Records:
-- -- --

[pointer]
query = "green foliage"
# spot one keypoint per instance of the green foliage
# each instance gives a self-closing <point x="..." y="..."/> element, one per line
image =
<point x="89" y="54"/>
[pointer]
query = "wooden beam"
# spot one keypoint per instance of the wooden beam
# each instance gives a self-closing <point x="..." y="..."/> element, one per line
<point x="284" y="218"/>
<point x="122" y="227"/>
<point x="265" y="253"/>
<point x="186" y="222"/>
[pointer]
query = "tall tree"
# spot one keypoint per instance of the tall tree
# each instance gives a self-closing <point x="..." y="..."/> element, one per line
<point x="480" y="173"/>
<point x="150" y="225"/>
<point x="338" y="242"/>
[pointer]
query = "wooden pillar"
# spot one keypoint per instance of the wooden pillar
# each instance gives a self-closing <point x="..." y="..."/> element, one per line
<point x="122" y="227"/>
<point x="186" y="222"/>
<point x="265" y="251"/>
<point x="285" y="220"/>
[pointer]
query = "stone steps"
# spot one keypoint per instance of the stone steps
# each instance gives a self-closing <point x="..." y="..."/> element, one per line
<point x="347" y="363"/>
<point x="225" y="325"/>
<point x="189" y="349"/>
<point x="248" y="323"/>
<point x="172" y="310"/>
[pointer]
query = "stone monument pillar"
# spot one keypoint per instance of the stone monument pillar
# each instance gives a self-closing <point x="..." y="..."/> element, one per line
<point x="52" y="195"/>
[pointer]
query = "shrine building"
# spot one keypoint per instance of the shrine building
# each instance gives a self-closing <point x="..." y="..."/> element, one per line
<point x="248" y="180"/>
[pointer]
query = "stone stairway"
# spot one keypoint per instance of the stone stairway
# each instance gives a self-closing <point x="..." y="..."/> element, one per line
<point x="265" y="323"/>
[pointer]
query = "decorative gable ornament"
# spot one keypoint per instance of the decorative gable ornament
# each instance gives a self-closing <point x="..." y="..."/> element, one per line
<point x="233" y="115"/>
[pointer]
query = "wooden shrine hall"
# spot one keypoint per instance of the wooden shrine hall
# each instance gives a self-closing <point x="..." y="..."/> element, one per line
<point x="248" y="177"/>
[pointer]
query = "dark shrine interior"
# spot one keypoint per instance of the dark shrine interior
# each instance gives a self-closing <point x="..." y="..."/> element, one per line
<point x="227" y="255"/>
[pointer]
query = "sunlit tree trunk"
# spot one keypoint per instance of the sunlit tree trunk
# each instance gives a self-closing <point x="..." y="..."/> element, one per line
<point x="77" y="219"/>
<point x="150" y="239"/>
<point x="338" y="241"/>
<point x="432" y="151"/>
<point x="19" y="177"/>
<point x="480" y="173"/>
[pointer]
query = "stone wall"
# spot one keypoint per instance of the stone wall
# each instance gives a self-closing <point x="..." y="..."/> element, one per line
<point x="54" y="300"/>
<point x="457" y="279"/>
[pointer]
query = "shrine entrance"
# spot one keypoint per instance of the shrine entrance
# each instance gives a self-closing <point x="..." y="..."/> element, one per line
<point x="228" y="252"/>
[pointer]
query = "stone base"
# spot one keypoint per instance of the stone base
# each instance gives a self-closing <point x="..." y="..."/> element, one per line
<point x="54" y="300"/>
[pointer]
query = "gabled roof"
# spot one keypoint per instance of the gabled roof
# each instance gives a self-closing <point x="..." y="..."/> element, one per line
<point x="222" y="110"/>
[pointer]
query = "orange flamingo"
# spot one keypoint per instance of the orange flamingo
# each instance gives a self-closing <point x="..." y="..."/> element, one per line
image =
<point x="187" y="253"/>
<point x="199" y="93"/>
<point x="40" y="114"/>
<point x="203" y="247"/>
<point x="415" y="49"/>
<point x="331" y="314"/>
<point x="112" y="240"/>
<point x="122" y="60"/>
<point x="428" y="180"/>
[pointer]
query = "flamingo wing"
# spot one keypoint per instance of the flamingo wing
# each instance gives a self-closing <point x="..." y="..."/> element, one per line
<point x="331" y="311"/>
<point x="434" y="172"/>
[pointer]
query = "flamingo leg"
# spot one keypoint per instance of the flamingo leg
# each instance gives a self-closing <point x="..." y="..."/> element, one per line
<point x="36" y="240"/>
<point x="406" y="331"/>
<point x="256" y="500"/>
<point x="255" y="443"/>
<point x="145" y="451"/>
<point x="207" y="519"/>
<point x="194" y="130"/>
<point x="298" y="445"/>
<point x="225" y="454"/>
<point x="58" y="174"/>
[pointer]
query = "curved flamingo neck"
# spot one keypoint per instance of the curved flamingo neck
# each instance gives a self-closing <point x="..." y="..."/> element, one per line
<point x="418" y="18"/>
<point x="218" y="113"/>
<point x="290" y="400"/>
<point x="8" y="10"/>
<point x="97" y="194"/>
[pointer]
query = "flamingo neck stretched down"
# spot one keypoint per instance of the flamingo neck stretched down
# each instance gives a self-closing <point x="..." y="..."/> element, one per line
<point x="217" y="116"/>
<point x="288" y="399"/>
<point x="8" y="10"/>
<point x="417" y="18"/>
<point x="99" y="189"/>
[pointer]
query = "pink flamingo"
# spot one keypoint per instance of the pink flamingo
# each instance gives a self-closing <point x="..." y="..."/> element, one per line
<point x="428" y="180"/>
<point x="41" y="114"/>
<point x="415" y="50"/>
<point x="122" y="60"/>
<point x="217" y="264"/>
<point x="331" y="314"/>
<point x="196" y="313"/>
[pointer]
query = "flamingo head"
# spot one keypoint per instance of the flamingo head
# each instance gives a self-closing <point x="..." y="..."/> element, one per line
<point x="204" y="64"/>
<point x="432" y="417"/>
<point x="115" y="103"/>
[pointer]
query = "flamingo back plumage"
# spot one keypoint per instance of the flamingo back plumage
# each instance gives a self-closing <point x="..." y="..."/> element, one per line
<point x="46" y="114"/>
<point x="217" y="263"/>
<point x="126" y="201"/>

-- -- --

> **Work to do**
Find each line in the rows above that contains the string "entrance", and copy those lines. Matching is case-sensitive.

> **Response to this task**
query = "shrine entrance"
# spot one keypoint per instance of the shrine entrance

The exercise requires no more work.